Given information:
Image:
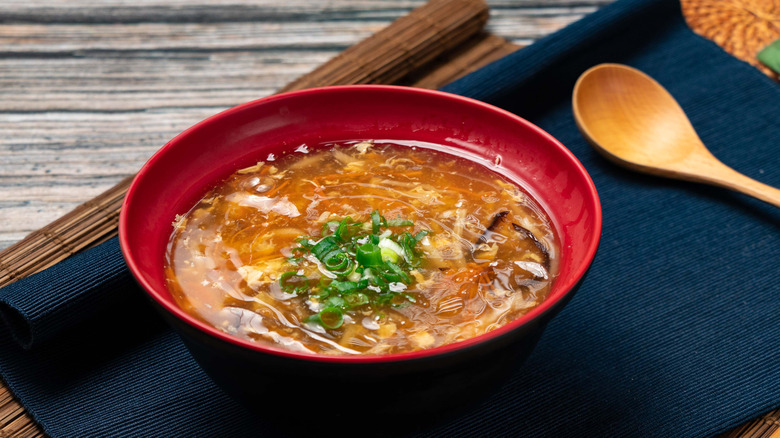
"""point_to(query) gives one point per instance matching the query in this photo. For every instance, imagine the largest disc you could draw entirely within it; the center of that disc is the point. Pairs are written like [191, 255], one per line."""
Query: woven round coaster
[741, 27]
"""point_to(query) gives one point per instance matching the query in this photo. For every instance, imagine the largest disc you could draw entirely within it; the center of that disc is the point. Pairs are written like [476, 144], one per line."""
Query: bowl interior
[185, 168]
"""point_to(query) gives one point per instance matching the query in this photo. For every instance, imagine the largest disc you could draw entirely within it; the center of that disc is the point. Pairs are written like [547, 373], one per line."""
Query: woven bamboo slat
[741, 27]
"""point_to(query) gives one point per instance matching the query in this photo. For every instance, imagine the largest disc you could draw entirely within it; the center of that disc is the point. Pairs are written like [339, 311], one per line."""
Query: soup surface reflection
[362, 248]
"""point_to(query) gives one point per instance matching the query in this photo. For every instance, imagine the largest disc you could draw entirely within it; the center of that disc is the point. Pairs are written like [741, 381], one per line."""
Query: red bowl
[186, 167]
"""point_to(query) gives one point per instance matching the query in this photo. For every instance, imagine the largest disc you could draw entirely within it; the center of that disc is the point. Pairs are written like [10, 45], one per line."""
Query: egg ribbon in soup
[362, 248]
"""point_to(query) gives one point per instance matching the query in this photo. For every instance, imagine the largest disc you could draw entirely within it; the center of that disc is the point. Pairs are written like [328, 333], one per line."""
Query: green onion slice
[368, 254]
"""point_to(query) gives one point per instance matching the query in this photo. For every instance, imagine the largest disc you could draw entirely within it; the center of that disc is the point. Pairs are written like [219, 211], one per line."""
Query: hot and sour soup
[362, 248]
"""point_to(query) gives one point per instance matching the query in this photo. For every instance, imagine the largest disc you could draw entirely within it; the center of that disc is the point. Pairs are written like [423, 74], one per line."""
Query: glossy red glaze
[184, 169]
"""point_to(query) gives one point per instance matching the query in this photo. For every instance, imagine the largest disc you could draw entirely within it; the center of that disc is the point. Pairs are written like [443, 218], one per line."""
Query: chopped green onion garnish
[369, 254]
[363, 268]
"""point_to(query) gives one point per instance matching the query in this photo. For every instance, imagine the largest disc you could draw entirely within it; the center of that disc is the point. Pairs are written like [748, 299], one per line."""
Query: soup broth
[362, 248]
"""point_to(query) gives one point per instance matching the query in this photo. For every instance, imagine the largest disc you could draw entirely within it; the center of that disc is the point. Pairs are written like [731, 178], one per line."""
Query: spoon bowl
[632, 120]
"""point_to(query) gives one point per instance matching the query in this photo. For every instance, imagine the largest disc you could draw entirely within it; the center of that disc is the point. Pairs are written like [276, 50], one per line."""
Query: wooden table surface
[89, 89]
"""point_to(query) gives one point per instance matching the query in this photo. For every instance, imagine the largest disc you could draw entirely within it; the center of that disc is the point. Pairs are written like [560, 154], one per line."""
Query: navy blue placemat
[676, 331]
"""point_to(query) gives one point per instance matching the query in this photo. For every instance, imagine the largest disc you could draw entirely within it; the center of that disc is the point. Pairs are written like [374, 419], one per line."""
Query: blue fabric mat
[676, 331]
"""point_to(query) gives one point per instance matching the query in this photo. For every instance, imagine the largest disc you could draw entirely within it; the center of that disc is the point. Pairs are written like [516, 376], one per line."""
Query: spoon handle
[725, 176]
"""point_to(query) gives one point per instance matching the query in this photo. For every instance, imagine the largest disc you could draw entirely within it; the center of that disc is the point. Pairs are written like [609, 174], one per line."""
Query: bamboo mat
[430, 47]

* * *

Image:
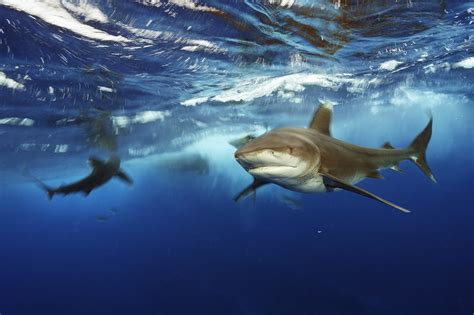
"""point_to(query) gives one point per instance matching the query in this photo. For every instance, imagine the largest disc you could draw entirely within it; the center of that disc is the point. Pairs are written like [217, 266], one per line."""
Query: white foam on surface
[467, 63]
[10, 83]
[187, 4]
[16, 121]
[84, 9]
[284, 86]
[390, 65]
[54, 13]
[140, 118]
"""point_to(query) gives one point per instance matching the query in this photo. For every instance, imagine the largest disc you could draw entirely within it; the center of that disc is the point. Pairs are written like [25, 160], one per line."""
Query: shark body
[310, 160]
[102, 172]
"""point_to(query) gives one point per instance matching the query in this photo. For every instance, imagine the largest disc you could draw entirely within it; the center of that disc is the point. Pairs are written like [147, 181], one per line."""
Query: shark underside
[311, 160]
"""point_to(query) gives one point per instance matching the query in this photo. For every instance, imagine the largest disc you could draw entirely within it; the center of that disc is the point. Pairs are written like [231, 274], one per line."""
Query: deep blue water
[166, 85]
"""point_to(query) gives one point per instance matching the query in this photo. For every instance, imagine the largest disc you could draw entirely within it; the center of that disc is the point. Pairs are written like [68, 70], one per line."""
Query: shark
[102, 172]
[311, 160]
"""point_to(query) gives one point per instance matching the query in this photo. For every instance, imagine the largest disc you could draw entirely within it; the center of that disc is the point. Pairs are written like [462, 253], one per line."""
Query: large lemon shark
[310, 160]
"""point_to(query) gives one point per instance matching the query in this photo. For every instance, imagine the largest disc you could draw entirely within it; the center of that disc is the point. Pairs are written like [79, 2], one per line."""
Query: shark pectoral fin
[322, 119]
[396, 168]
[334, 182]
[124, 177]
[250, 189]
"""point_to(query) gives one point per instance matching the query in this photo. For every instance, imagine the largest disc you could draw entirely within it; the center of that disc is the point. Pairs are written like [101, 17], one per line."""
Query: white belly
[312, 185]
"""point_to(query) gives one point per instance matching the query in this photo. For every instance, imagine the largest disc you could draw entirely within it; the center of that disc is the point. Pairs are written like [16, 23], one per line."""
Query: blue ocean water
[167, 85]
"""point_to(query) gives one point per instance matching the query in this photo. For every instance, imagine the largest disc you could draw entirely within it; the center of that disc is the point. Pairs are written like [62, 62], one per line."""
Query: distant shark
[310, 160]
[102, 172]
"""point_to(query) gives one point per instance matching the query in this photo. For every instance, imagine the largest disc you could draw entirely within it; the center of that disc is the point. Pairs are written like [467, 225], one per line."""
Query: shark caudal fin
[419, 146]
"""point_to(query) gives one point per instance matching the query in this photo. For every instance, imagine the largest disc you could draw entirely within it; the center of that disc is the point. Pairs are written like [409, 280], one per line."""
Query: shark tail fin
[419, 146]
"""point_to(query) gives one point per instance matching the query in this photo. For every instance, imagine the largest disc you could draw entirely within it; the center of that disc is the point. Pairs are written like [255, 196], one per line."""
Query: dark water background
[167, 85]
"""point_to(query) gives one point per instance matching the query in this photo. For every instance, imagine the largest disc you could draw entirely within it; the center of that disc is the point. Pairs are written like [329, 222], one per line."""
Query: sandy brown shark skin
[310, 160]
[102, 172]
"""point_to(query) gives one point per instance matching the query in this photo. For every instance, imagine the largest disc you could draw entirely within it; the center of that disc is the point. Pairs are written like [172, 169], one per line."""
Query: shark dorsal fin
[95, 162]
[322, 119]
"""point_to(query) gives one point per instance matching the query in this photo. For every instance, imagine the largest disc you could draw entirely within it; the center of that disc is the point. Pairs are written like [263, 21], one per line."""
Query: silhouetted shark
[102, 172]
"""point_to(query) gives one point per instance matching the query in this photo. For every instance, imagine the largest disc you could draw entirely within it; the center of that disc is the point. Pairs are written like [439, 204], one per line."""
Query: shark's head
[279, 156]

* * *

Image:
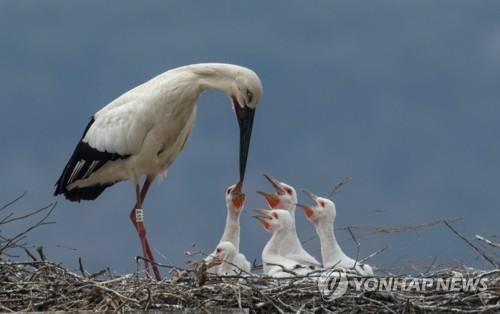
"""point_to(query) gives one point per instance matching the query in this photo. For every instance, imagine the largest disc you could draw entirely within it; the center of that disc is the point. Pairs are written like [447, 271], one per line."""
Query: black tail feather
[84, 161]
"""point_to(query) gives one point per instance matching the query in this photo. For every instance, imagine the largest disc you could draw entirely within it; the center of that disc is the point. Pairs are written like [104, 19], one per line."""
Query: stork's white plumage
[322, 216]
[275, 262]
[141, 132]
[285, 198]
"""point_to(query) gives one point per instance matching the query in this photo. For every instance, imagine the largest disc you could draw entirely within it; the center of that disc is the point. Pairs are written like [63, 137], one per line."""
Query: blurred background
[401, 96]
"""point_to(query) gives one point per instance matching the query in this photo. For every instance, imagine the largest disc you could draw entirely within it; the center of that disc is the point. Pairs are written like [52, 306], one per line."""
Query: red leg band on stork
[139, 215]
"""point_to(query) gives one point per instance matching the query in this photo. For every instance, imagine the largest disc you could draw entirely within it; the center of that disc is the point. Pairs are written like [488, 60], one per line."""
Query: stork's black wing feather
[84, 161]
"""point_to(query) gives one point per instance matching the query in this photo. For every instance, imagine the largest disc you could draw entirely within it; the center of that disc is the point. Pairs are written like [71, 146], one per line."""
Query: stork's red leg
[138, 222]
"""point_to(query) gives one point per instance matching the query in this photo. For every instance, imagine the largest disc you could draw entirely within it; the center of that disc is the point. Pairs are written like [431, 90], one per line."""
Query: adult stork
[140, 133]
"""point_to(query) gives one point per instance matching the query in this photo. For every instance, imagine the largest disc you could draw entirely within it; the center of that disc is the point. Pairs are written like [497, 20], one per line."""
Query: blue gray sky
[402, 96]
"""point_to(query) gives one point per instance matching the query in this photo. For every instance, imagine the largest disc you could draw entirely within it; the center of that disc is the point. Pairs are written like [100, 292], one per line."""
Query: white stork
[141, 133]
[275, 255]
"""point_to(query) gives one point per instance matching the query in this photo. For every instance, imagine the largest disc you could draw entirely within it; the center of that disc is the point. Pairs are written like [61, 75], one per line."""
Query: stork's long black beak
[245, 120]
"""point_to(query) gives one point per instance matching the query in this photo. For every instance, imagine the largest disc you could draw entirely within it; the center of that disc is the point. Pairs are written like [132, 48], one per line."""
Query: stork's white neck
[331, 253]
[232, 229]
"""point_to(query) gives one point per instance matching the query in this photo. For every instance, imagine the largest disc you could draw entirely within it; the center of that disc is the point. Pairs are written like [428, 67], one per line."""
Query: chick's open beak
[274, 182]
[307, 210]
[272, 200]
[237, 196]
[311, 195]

Problem: Pick out every line in the records above that contains the string "bamboo" and copy each one in full. Matching is case-sensitive, so uppercase and lowercase letters count as different.

Exercise response:
Query: woven bamboo slat
Query: bamboo mat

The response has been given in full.